Records to use section start

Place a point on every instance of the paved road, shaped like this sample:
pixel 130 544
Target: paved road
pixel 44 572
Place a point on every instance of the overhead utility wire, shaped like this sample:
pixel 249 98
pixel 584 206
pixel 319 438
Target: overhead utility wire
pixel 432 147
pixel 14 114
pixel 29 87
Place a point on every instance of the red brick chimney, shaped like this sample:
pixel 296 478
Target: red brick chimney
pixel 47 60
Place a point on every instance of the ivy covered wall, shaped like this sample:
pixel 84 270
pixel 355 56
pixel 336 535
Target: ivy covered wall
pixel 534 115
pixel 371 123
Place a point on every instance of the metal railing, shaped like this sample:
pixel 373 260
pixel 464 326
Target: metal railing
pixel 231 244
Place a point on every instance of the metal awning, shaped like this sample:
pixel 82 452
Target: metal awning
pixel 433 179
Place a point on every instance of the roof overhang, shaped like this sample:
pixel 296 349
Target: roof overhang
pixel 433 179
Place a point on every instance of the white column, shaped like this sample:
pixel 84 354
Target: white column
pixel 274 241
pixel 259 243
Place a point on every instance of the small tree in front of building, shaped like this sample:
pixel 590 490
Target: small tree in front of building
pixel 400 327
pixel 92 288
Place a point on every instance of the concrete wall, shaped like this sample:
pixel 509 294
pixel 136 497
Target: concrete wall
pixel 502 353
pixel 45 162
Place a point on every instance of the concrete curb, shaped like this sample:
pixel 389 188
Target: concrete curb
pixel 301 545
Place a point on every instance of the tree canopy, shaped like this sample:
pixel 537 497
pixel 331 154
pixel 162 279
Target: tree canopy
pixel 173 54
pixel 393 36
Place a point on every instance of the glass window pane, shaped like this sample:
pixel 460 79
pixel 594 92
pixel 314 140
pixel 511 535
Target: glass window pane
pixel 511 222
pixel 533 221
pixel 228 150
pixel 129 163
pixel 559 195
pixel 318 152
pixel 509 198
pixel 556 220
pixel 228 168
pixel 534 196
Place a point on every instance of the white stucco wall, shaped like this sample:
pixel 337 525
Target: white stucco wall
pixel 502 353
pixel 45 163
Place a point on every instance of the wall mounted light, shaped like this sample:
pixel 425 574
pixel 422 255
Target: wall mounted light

Records to use section end

» How to complete this task:
Word for word, restate all of the entries.

» Exercise solution:
Place a point on every instance of the paved road, shaped like this sample:
pixel 130 544
Target: paved road
pixel 44 572
Place a point on every instance of the overhead utility wire, shaped like this sample:
pixel 249 98
pixel 584 206
pixel 319 438
Target: overhead utility wire
pixel 432 147
pixel 14 114
pixel 29 87
Place a point on every instance of the red brick chimney, shaped like this sample:
pixel 296 478
Target: red brick chimney
pixel 47 60
Place a point on every instance of the ivy covered wall, shaped like this sample:
pixel 84 270
pixel 355 56
pixel 336 535
Target: ivy covered wall
pixel 534 115
pixel 371 123
Place a point on every instance of the metal railing, shaped like this sample:
pixel 373 260
pixel 464 326
Target: metal railing
pixel 231 244
Place a point on every instance of the metal awning, shaped like this sample:
pixel 82 452
Target: metal awning
pixel 433 179
Place a point on every instance of the roof overhang, shaped like this sample:
pixel 296 349
Target: roof overhang
pixel 433 179
Place a point on every instance of the white column, shaped like this sample:
pixel 84 354
Target: white column
pixel 274 241
pixel 259 243
Place a point on every instance of the small tree in front of building, shaped like this sample:
pixel 590 490
Target: small tree in front of building
pixel 400 327
pixel 92 288
Place a point on every instance of the concrete wall, shaped like this sample:
pixel 509 294
pixel 136 497
Target: concrete wall
pixel 502 353
pixel 45 162
Place a point on every instance of the concrete curb, shaped like this sample:
pixel 389 188
Target: concrete curb
pixel 301 545
Place a point on every instance of the tree canopy, shaped like this sample:
pixel 537 497
pixel 331 154
pixel 162 279
Target: tree canopy
pixel 173 54
pixel 393 36
Place a point on every instance of the glass window pane, shaped like this sample:
pixel 460 79
pixel 594 92
pixel 314 140
pixel 511 535
Target: glass window pane
pixel 511 222
pixel 533 221
pixel 228 150
pixel 129 163
pixel 559 195
pixel 318 152
pixel 509 198
pixel 556 220
pixel 228 168
pixel 534 196
Place a point on every instance of the white stucco wall, shaped like this sample:
pixel 337 525
Target: white stucco wall
pixel 502 353
pixel 45 163
Place a point on every instance of the wall mounted light, shaped like this sample:
pixel 425 574
pixel 422 255
Target: wall mounted light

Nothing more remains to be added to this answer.